WHAT IS BEING ASKED: Repeat the lines from the one holding "Reviewer note: verify that every instance of the black suv" through the one holding "<point>495,401</point>", inclusive, switching "black suv" to "dark sport utility vehicle" and leaving everything else in them unchanged. Return only those lines.

•••

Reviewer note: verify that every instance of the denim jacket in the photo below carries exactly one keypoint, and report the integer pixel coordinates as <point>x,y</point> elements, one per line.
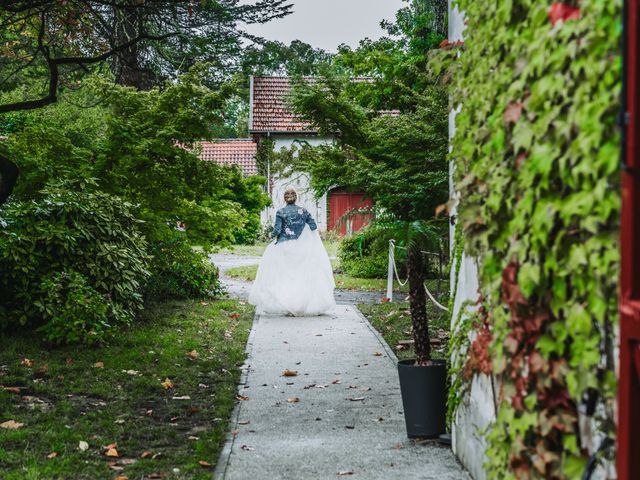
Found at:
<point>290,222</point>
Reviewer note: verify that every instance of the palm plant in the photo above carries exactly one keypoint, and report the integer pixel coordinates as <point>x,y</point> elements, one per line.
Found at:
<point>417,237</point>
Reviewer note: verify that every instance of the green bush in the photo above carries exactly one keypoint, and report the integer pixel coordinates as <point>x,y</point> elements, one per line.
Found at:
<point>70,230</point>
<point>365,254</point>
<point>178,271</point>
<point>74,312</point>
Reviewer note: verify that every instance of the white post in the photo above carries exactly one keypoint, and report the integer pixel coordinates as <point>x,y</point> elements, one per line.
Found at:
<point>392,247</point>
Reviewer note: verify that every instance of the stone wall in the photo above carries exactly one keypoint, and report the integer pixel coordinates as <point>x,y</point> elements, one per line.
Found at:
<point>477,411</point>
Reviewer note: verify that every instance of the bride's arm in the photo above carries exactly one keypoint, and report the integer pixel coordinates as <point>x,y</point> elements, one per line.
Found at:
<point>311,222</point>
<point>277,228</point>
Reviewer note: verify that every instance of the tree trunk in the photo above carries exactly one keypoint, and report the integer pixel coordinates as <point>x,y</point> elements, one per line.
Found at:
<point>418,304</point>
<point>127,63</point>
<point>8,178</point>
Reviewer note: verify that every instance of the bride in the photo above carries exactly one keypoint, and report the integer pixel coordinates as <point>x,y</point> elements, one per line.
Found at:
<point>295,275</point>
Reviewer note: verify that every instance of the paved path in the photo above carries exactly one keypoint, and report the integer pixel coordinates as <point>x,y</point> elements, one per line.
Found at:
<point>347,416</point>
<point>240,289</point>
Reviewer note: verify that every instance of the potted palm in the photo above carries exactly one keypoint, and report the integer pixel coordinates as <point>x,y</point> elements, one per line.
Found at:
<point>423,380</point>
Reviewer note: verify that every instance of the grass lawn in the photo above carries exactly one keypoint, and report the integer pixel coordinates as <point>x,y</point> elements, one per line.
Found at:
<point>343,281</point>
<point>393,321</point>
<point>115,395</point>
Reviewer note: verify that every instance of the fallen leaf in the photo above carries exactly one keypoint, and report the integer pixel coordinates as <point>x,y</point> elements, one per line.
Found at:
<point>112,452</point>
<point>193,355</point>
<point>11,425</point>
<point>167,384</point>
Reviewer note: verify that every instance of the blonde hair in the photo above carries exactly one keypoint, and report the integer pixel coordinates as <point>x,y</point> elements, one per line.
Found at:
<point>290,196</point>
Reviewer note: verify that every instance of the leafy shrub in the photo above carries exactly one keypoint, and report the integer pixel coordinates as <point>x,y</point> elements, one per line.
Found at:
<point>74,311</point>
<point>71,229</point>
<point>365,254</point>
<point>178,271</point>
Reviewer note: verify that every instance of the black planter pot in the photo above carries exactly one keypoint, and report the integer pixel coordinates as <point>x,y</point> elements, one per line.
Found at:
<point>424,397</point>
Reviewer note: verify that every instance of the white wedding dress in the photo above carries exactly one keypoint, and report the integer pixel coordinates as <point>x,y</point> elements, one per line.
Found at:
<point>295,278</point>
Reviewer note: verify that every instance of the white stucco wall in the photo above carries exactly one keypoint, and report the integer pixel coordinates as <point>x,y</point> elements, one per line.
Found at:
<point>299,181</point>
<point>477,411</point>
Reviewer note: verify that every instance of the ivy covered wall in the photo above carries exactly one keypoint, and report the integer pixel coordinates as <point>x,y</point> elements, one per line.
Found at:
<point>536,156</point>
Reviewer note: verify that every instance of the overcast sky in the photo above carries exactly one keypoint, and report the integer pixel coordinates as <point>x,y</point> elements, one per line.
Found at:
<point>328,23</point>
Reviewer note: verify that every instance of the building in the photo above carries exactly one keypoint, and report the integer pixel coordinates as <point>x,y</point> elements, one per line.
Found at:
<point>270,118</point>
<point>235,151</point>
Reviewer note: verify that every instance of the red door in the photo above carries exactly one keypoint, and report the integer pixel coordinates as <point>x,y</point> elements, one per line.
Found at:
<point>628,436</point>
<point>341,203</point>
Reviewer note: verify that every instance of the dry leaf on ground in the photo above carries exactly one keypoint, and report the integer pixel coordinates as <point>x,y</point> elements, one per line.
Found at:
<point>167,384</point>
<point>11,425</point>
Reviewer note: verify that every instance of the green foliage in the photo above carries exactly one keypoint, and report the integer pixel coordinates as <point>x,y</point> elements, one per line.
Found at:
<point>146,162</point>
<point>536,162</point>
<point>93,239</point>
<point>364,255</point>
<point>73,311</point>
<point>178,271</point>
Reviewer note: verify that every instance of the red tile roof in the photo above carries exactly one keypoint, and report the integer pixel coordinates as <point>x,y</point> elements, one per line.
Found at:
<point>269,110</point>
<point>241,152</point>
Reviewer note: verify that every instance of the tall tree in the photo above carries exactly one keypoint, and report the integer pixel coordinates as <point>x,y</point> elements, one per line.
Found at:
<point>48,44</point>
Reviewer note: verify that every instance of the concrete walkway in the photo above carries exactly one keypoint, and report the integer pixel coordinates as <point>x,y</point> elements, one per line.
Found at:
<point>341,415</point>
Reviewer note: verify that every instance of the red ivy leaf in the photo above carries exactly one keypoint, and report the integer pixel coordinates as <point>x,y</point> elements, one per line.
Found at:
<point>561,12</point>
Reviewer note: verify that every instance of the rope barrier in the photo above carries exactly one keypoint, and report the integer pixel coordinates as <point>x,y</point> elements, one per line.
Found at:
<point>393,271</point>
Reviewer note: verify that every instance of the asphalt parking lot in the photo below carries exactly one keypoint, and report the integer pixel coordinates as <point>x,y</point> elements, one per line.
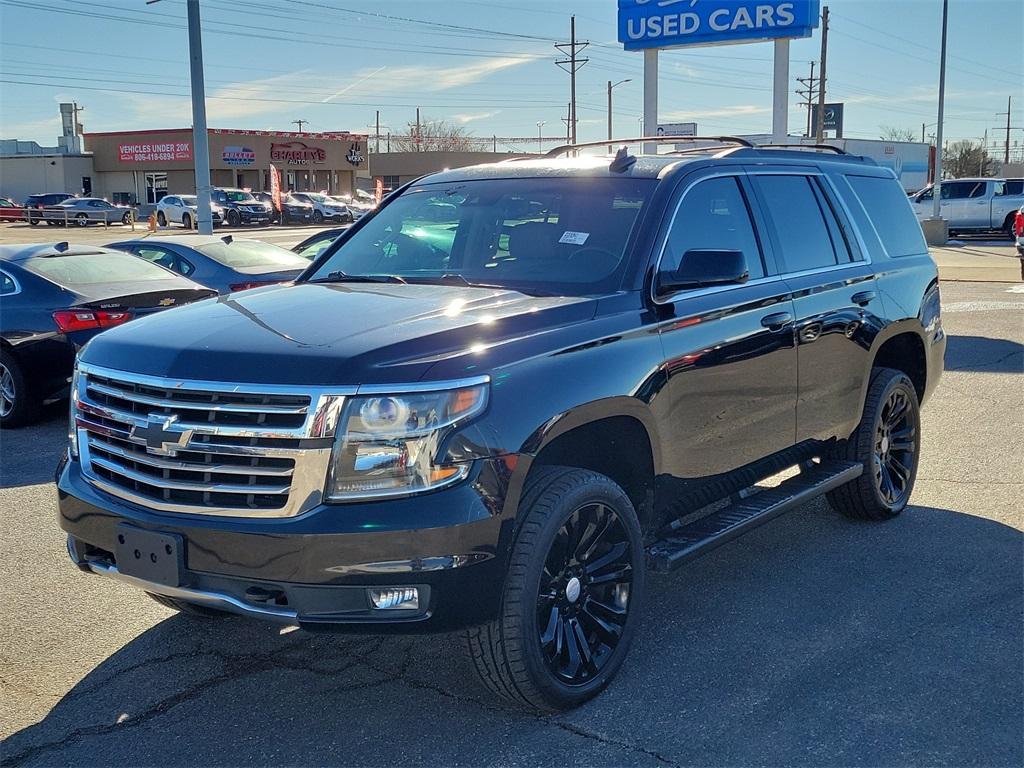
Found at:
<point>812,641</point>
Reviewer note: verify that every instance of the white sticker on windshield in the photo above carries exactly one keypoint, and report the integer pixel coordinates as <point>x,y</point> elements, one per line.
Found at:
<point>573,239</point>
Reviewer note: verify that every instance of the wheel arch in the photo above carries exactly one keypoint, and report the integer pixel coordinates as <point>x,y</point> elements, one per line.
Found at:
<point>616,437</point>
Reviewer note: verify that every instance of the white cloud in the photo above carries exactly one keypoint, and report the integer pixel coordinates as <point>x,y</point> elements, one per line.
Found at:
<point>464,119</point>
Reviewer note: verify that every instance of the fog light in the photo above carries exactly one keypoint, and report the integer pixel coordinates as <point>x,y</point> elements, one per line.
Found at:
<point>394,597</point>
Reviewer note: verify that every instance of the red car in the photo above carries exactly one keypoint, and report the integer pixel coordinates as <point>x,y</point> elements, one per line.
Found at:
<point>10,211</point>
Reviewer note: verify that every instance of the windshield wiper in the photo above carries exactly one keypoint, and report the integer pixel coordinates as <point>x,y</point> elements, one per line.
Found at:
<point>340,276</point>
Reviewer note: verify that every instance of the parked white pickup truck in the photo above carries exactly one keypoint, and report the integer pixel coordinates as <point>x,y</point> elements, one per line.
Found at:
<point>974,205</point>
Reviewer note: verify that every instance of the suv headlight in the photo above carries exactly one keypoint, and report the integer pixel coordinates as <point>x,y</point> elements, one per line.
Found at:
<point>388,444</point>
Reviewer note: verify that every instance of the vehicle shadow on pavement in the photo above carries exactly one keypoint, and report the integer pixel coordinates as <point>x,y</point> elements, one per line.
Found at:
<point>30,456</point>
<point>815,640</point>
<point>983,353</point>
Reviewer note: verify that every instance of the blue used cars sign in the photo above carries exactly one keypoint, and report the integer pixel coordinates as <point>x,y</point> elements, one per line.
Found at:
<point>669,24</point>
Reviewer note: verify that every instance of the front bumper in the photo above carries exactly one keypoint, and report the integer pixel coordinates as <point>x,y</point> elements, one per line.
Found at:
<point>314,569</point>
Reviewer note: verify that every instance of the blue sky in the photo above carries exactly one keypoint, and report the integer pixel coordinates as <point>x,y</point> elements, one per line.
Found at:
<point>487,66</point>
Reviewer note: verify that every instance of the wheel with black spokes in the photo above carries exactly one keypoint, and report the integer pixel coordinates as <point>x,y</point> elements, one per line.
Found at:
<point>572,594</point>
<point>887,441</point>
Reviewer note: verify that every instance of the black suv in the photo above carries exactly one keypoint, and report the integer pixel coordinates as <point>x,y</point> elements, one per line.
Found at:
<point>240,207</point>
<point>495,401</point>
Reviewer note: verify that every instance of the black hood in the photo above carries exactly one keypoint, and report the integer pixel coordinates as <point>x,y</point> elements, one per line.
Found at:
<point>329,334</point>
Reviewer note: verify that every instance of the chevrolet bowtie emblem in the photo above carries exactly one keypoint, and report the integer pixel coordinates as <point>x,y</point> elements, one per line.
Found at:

•••

WRITTEN SOLUTION:
Reviewer note: verify that every instance of the dark sport utility vehicle in the photo above carries exactly one keypoint, and report the integer pixel coordinates as <point>x,y</point> elements, one per line.
Found at:
<point>240,207</point>
<point>495,401</point>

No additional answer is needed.